━━━ Data supplied

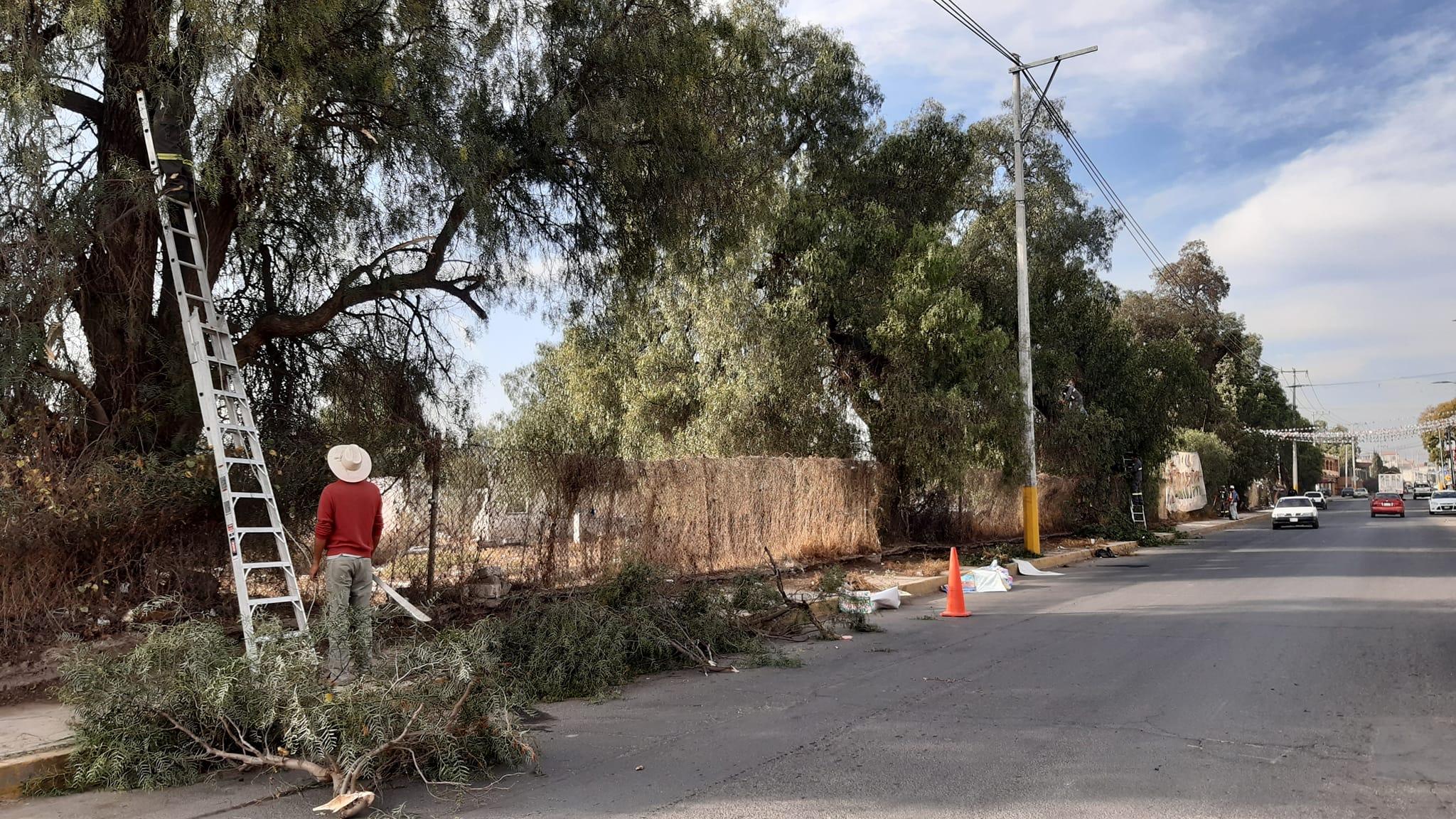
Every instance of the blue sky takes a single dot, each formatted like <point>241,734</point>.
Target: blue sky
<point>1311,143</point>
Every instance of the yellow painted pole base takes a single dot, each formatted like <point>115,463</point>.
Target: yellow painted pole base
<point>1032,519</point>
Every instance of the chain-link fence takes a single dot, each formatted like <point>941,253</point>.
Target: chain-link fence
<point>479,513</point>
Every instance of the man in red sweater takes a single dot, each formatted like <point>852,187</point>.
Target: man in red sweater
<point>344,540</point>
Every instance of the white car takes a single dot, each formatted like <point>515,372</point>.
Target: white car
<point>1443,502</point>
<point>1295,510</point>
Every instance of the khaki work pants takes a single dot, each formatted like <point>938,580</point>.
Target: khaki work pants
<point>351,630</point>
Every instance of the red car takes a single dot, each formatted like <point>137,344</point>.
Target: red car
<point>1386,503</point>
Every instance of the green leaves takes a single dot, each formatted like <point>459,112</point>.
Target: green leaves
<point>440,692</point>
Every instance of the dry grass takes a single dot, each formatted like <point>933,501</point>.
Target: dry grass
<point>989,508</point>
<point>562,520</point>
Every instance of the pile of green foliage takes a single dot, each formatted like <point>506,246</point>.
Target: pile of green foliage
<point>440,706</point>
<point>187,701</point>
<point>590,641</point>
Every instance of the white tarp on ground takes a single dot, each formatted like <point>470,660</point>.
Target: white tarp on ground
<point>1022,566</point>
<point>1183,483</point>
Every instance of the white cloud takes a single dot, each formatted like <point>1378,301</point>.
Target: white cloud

━━━━━━

> Task statement
Please edit the data starting with the line that contains "Every instance of the red" and going on through the end of the data, changing "dry grass" to "dead grass" and leaving everything else the same. Return only those lines.

> Answer for the task
Every instance of the red car takes a single dot, each formatted like <point>137,344</point>.
Target: red car
<point>1386,503</point>
Every instance of the green leaves takes a single dot, each formatted like <point>459,112</point>.
Target: green leaves
<point>440,692</point>
Every instance of the dead grass takes a single dot, each formatted like <point>933,501</point>.
Target: dead grass
<point>989,508</point>
<point>562,520</point>
Every instance of the pile of green foliage takes a single dot, each formatted like <point>506,246</point>.
Target: pile of green foliage
<point>440,706</point>
<point>187,701</point>
<point>590,641</point>
Every instance of the white tarp on ground takes a single dot, each formatted like <point>470,660</point>.
Target: white tarp on ground
<point>1022,566</point>
<point>1183,483</point>
Every instance of the white cloud takes a single dot, each formatted like <point>1378,301</point>.
Target: white cloud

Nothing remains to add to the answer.